# TASK INSTRUCTIONS
Taking the entries below, transcribe only the lines starting with the one with "Trace every instance of the nightstand" and going on through the one with "Trace every instance of the red", exactly as written, without the pictures.

# SUPPLIED INFORMATION
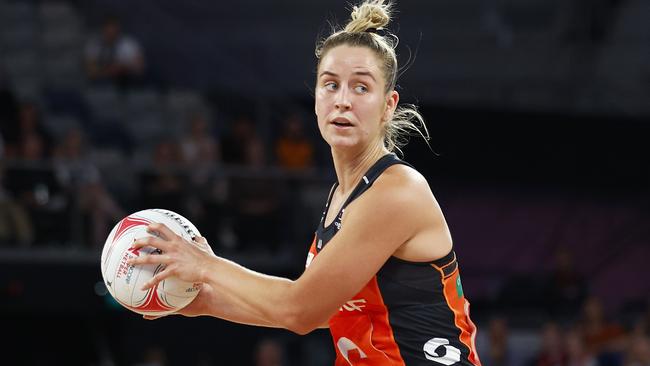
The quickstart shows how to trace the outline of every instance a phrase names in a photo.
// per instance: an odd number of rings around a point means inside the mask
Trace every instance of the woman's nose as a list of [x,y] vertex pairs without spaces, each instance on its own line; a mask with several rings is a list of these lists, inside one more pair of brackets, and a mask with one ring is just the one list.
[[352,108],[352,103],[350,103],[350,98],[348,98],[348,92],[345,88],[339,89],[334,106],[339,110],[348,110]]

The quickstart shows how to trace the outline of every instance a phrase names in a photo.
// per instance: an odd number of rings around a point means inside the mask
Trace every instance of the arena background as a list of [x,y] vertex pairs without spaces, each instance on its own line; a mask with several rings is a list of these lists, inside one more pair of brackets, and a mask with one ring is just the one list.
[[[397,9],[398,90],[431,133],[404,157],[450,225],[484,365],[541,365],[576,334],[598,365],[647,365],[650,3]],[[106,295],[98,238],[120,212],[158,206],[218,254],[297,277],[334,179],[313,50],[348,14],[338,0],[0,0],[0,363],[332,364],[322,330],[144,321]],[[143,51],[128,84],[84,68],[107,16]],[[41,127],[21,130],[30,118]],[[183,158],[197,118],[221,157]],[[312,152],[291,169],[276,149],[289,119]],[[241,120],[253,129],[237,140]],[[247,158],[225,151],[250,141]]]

--

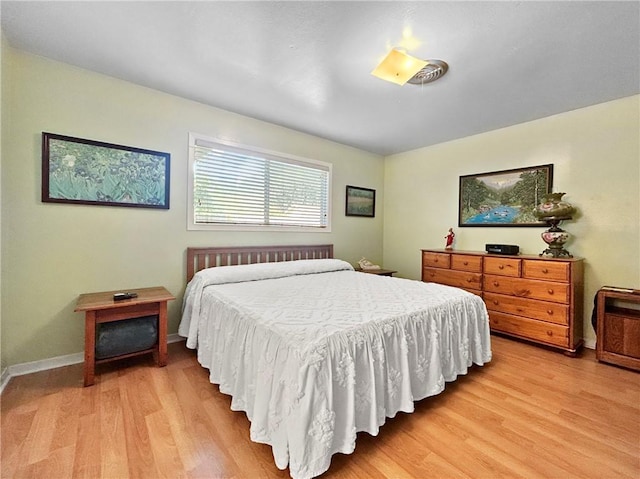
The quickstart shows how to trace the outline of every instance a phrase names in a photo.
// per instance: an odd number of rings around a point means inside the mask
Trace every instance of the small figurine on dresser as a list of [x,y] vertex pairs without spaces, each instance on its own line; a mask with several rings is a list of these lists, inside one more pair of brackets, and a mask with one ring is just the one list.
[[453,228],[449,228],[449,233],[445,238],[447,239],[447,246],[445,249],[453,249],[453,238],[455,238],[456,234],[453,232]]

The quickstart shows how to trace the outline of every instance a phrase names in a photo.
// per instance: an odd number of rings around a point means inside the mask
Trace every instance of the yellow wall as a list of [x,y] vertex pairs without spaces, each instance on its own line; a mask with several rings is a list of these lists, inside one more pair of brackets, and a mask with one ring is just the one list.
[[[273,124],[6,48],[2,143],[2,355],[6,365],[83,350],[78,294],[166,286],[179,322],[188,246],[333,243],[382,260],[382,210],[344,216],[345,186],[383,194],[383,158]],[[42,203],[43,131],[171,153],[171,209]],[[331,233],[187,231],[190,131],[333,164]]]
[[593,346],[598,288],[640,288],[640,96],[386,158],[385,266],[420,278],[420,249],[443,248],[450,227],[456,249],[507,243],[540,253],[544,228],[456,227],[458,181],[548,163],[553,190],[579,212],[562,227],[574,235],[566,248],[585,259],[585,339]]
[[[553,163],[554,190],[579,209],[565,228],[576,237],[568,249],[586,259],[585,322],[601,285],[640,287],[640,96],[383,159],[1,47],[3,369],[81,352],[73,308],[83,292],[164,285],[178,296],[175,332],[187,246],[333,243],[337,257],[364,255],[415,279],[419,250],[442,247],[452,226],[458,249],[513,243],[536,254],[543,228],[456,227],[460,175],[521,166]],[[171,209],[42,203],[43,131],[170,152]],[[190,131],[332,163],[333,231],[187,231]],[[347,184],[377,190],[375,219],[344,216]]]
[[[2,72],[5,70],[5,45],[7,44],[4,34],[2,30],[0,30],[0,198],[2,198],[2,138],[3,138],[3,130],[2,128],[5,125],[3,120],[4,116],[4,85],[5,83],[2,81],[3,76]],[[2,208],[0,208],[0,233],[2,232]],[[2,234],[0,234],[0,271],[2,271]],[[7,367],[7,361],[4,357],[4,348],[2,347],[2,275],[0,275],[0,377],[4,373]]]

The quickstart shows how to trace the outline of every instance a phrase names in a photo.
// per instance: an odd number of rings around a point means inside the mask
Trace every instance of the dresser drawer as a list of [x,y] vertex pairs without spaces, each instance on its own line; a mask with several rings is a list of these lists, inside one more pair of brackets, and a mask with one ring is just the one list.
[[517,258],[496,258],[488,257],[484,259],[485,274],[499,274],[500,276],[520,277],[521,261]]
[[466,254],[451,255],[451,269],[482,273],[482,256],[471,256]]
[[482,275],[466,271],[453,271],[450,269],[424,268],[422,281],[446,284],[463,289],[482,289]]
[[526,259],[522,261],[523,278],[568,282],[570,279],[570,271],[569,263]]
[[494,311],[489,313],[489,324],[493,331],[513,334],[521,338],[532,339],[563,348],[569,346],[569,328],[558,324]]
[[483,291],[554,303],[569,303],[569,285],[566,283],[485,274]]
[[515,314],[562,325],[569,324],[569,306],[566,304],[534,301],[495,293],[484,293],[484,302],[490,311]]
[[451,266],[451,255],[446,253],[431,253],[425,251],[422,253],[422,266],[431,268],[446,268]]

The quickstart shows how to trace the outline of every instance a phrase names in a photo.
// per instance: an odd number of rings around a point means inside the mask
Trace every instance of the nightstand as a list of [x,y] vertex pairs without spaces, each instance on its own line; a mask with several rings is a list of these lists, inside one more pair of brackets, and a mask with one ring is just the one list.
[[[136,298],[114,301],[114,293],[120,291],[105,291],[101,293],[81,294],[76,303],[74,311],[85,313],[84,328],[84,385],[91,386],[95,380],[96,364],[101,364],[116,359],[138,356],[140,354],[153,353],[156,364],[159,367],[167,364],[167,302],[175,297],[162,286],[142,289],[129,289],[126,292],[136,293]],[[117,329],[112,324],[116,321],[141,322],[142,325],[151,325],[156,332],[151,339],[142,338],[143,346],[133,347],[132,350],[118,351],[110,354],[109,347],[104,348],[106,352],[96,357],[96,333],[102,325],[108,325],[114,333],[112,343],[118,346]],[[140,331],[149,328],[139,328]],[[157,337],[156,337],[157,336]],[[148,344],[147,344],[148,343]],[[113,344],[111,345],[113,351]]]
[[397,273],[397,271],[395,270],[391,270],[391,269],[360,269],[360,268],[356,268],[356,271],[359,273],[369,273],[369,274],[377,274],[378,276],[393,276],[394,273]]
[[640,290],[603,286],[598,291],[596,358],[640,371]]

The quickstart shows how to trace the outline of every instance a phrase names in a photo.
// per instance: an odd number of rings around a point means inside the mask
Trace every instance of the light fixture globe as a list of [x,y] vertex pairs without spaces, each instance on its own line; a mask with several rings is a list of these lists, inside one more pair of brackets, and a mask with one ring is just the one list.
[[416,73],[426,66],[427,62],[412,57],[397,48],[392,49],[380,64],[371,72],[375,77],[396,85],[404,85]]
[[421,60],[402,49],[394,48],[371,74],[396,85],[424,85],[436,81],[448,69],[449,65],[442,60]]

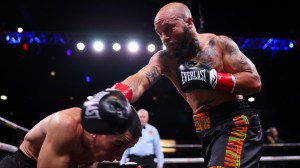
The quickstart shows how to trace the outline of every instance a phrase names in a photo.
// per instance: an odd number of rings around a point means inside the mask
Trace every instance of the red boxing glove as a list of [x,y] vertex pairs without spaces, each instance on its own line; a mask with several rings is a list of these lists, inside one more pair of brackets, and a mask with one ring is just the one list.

# RESPONSE TO THIS TASK
Trace every instance of the nightstand as a list of [x,y] vertex pairs without spaces, each instance on its own line; a mask with several rings is a list of these lists, inside one more pair of brackets, and a mask with one ring is just the one list.
[[[136,298],[114,301],[114,293],[120,291],[105,291],[101,293],[81,294],[76,303],[74,311],[85,313],[84,328],[84,385],[91,386],[95,380],[96,364],[101,364],[116,359],[138,356],[140,354],[153,353],[156,364],[159,367],[167,364],[167,302],[175,297],[162,286],[142,289],[129,289],[126,292],[136,293]],[[117,329],[112,324],[116,321],[141,322],[142,325],[151,325],[156,332],[151,339],[142,338],[143,346],[133,347],[132,350],[118,351],[110,354],[109,347],[104,348],[106,352],[96,357],[96,333],[102,325],[108,325],[114,333],[112,343],[118,346]],[[140,331],[149,328],[139,328]],[[157,337],[156,337],[157,336]],[[148,344],[147,344],[148,343]],[[113,344],[111,345],[113,351]]]
[[397,273],[397,271],[395,270],[391,270],[391,269],[360,269],[360,268],[356,268],[356,271],[359,273],[369,273],[369,274],[377,274],[378,276],[393,276],[394,273]]
[[640,290],[603,286],[598,291],[596,358],[640,371]]

The quickstart shows how to trace the outline of every instance a phrase names in a photo.
// per instance: an odd number of rings around a point means inside the mask
Trace every instance of the light fixture globe as a list of [x,y] vertex pairs without spaces, each instance on its own line; a mask with several rings is a list of these lists, inside one more pair of brackets, and a mask with one ring is just the one list.
[[416,73],[426,66],[427,62],[412,57],[397,48],[392,49],[380,64],[371,72],[375,77],[396,85],[404,85]]
[[421,60],[402,49],[394,48],[371,74],[396,85],[424,85],[436,81],[448,69],[449,65],[442,60]]

The quickstart shows how to trace the outline of every instance a phrase names in a photo.
// per instance: an odd number of rings around a point means inside the mask
Trace every instance of the red boxing glove as a list of [x,y] vertex pairs without spaces, each instance on its own line; a mask with several rings is a list of these lists, inside one more pair of brackets, and a mask with one ring is just the one list.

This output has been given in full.